#### EXTRACTED TEXT:
****************************************
Module 4: Topical Focus
Module coordinator: Elke Zobl
Students attend a three-week internship that corresponds to their personal interests with an Austrian or international organization in order to get expertise in one of three different topical clusters: Space & Location, Vision & Change and Networks & Decentralization.
Module 5: Research Semester
In the process of writing their MA Thesis’, each student is supported by coaches and supervisors. To receive the MA degree, participants of the program have to successfully defend their thesis and pass the final exam in front of a commission.
(Introduction by program directors Elisabeth Klaus and Elke Zobl)
Visual impressions from the MA course
Compiled by: Roswitha Gabriel
Photographs by: Pia Streicher
MA Thesis projects
Emin Bahtić – Dancin between Cultures. The Role of Bosnian Folk Dance for Juveniles ins Salzburg’s Bosnian Diaspora Community
Emin Bahtić was born in Travnik, Bosnia and Herzegovina. He studied English language and literature and marketing (graduated) at the University of Sarajevo. Since 2009 he lives in Austria and currently attends the MA Cultural Productions at the University of Salzburg/ Mozarteum Salzburg. He is particularly interested in video art.
****************************************
#### TASK LIST:
A: Do these statements agree with the program description? Answer yes or no for each, and quote the words that decide it. (i) The internship lasts three weeks. (ii) Emin Bahtić has lived in Austria since 2009. (iii) The visual impressions were compiled by Pia Streicher.
B: Retype the program description word for word, from "(Introduction by program" to "in video art.".

#### DATA SEGMENT:
****************************************
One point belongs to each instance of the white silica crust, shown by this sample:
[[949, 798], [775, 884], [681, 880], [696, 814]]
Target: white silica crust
****************************************
#### SOLUTIONS IN ORDER:
A:
(i) Yes: "Students attend a three-week internship"
(ii) Yes: "Since 2009 he lives in Austria"
(iii) No: "Compiled by: Roswitha Gabriel"

B:
(Introduction by program directors Elisabeth Klaus and Elke Zobl)
Visual impressions from the MA course
Compiled by: Roswitha Gabriel
Photographs by: Pia Streicher
MA Thesis projects
Emin Bahtić – Dancin between Cultures. The Role of Bosnian Folk Dance for Juveniles ins Salzburg’s Bosnian Diaspora Community
Emin Bahtić was born in Travnik, Bosnia and Herzegovina. He studied English language and literature and marketing (graduated) at the University of Sarajevo. Since 2009 he lives in Austria and currently attends the MA Cultural Productions at the University of Salzburg/ Mozarteum Salzburg. He is particularly interested in video art.